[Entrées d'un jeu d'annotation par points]
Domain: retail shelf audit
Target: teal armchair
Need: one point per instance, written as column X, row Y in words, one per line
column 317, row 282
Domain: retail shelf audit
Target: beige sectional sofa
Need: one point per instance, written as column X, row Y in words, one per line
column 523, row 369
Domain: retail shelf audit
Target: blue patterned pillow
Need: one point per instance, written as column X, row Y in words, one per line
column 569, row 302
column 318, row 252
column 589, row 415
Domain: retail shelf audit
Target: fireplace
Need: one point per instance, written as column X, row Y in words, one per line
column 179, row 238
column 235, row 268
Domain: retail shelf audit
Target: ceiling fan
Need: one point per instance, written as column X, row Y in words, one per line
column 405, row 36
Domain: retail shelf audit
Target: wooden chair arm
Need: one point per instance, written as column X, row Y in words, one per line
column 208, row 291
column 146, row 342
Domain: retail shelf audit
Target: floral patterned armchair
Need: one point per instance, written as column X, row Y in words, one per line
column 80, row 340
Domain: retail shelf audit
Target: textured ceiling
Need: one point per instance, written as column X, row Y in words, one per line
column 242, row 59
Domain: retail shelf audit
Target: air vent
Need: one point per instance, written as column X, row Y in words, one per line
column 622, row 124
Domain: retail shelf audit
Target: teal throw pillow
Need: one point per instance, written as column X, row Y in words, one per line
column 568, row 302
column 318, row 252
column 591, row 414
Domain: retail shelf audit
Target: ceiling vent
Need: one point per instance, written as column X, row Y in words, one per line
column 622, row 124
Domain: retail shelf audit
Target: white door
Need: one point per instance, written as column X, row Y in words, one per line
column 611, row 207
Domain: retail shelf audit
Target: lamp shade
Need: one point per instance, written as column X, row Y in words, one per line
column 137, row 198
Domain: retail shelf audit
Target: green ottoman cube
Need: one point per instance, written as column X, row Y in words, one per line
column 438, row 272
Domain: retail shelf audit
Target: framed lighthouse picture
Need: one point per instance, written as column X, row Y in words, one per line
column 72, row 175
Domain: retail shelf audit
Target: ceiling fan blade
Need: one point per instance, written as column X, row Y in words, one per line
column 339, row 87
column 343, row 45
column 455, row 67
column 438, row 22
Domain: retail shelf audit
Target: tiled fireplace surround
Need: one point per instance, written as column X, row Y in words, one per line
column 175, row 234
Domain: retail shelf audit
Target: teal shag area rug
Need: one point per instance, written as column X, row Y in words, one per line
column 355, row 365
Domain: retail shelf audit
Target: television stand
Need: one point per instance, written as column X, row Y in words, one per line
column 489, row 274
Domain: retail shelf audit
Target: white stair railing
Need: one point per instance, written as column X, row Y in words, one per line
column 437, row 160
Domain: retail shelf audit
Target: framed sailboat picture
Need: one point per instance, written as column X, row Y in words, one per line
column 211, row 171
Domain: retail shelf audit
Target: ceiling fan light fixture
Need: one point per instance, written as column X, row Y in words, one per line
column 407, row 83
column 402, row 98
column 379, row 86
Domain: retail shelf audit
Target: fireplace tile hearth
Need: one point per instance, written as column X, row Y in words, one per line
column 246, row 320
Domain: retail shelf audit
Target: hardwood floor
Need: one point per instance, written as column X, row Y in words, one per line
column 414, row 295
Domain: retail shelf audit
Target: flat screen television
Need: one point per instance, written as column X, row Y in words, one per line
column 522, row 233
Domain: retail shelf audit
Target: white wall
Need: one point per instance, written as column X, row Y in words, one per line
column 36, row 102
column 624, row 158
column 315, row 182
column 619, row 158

• **Énoncé**:
Réimprimez sans la moindre modification l'ensemble des lignes ci-dessus.

• **Résultat**:
Domain: retail shelf audit
Target: teal armchair
Need: one point per instance, written as column X, row Y in words, one per line
column 317, row 282
Domain: retail shelf audit
Target: beige sectional sofa
Need: one point per instance, written as column X, row Y in words, one per line
column 523, row 369
Domain: retail shelf audit
Target: blue patterned pillow
Need: one point per instance, written as column X, row Y in words, one per line
column 569, row 302
column 318, row 252
column 589, row 415
Domain: retail shelf audit
Target: fireplace
Need: one point per instance, written as column X, row Y in words, one per line
column 179, row 238
column 235, row 268
Domain: retail shelf audit
Target: ceiling fan
Need: one point per instance, written as column X, row Y in words, one per line
column 405, row 36
Domain: retail shelf audit
Target: wooden chair arm
Need: one point per instance, written as column X, row Y in words, one per line
column 208, row 291
column 146, row 342
Domain: retail shelf audit
Target: floral patterned armchair
Need: one point per instance, written as column X, row Y in words, one per line
column 80, row 340
Domain: retail shelf audit
Target: textured ceiling
Need: one point per instance, written as column X, row Y in words, one per line
column 242, row 59
Domain: retail shelf audit
Target: air vent
Need: one point per instance, written as column X, row Y in words, one per line
column 622, row 124
Domain: retail shelf audit
Target: teal throw pillow
Need: one point per instance, written as column X, row Y in words, one per line
column 568, row 302
column 318, row 252
column 591, row 414
Domain: retail shelf audit
Target: ceiling vent
Need: one point per instance, written as column X, row Y in words, one per line
column 622, row 124
Domain: retail shelf audit
Target: white door
Need: one point per instance, written as column X, row Y in words, one per line
column 611, row 207
Domain: retail shelf audit
Target: lamp shade
Need: one point per instance, written as column X, row Y in words, one per line
column 137, row 198
Domain: retail shelf audit
Target: green ottoman cube
Need: one point per instance, written as column X, row Y in words, one per line
column 438, row 272
Domain: retail shelf audit
Target: framed lighthouse picture
Need: one point per instance, written as column X, row Y in words, one per line
column 72, row 175
Domain: retail shelf audit
Target: ceiling fan blade
Need: one point per instance, written as column X, row Y in words, one per line
column 339, row 87
column 343, row 45
column 455, row 67
column 438, row 22
Domain: retail shelf audit
Target: tiled fireplace surround
Need: one point per instance, written as column X, row Y in words, one per line
column 175, row 234
Domain: retail shelf audit
Target: teal shag area rug
Need: one point per instance, written as column X, row Y in words, one per line
column 355, row 365
Domain: retail shelf audit
Target: television stand
Need: one point per instance, written as column X, row Y in words, one per line
column 489, row 274
Domain: retail shelf audit
Target: white stair railing
Need: one point per instance, written as column X, row Y in words, one per line
column 437, row 160
Domain: retail shelf audit
Target: framed sailboat picture
Need: one point per instance, written as column X, row Y in words, one per line
column 211, row 171
Domain: retail shelf audit
Target: ceiling fan light fixture
Need: one point per instance, written as column X, row Y in words, one per line
column 407, row 83
column 402, row 98
column 379, row 86
Domain: retail shelf audit
Target: fireplace tile hearth
Need: one point per instance, written as column X, row Y in words, one per line
column 246, row 320
Domain: retail shelf audit
Target: hardwood floor
Need: one point per instance, written as column X, row Y in words, one per line
column 414, row 295
Domain: retail shelf audit
Target: flat screen television
Need: one point per instance, written as column X, row Y in words, one per line
column 522, row 233
Domain: retail shelf audit
Target: white wall
Need: one point per instance, written as column X, row Y in words, one per line
column 36, row 102
column 624, row 158
column 315, row 182
column 619, row 158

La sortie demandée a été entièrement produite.